AIM OF THE TASK
Copy every line of the data exactly, leaving nothing out.
*** GIVEN RECORDS
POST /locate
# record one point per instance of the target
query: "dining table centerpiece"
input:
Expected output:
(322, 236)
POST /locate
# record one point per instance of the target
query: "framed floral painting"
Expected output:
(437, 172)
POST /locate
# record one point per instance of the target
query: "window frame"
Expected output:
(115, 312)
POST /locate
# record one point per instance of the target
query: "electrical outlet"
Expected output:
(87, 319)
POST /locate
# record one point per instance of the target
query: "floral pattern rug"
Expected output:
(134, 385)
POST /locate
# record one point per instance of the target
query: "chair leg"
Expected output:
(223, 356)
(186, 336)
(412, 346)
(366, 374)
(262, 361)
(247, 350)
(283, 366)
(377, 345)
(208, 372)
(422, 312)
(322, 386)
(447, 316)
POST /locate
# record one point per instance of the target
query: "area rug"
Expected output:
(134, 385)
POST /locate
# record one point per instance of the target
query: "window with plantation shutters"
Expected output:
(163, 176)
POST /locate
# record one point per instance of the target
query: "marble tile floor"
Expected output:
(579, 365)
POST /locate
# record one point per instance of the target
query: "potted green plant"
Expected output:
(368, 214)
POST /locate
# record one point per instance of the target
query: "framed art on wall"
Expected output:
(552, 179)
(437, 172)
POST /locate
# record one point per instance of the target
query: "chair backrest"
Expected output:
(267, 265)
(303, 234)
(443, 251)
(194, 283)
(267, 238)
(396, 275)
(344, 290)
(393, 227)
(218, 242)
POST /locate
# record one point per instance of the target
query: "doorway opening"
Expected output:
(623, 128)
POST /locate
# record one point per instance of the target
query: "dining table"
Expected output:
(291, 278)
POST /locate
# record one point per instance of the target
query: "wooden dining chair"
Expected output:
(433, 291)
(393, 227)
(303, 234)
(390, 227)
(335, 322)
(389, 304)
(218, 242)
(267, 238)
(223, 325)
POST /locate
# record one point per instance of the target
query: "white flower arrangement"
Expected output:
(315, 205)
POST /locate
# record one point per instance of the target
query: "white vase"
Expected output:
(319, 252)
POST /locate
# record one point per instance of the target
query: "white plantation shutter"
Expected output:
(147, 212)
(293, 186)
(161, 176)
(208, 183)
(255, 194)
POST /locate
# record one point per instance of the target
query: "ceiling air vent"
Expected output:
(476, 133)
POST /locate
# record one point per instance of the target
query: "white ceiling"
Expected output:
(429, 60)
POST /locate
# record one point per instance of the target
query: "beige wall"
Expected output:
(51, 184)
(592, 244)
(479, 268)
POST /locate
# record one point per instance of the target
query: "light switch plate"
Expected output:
******
CORRECT OUTPUT
POST /locate
# record one point per instance of the target
query: "dining table centerpiece"
input:
Expected output:
(322, 236)
POST /locate
# record one point per instance of the target
query: "framed floral painting"
Expected output:
(437, 172)
POST /locate
# record one point per instance of the target
query: "window frame"
Expected output:
(115, 312)
POST /locate
# record one point per instance of the target
query: "electrical outlet"
Expected output:
(87, 319)
POST /locate
# record one point per instance of the target
query: "floral pattern rug"
Expected output:
(134, 385)
POST /locate
# record one point per instance of the target
query: "chair leg"
Expected output:
(223, 356)
(186, 336)
(412, 346)
(366, 374)
(262, 361)
(247, 350)
(283, 366)
(377, 345)
(208, 372)
(422, 312)
(322, 386)
(447, 316)
POST /locate
# record one point per instance of the target
query: "area rug"
Expected output:
(134, 385)
POST /locate
# record one point per instance of the target
query: "window with plantation shutters"
Expected output:
(163, 176)
POST /locate
# record one point per instance of the target
query: "marble tile floor"
Expected output:
(579, 365)
POST /locate
# record one point per instance of the target
query: "potted green plant"
Expected output:
(368, 214)
POST /locate
# record one point per instance of the target
query: "framed art on wall"
Expected output:
(552, 179)
(437, 172)
POST /locate
# record one point per instance of the target
query: "chair backrest"
Expected output:
(267, 265)
(303, 234)
(443, 251)
(194, 283)
(267, 238)
(396, 275)
(344, 290)
(393, 227)
(218, 242)
POST /locate
# record one point per instance of the target
query: "doorway opening"
Expected output:
(623, 128)
POST /locate
# record one point per instance of the target
query: "dining table"
Expected output:
(291, 278)
POST /locate
# record one point per instance of the target
query: "wooden dining chair"
Expected output:
(433, 291)
(393, 227)
(303, 234)
(390, 227)
(335, 322)
(389, 304)
(218, 242)
(267, 238)
(223, 325)
POST /locate
# record one point per instance of the target
query: "white flower arrangement"
Expected output:
(315, 205)
POST /locate
# record one point per instance of the target
query: "white vase"
Expected output:
(319, 252)
POST /locate
# record one point per instance of the target
query: "white plantation shutter"
Expected output:
(147, 212)
(293, 186)
(161, 176)
(208, 183)
(255, 194)
POST /locate
# record one point per instance of the target
query: "ceiling air vent"
Expected output:
(476, 133)
POST /locate
# record one point per instance of the target
query: "white ceiling"
Expected output:
(429, 60)
POST /locate
# record one point per instance of the target
query: "beige wall"
Expected output:
(51, 184)
(592, 244)
(479, 268)
POST /locate
# record one point per instance of the target
query: "light switch plate"
Expected output:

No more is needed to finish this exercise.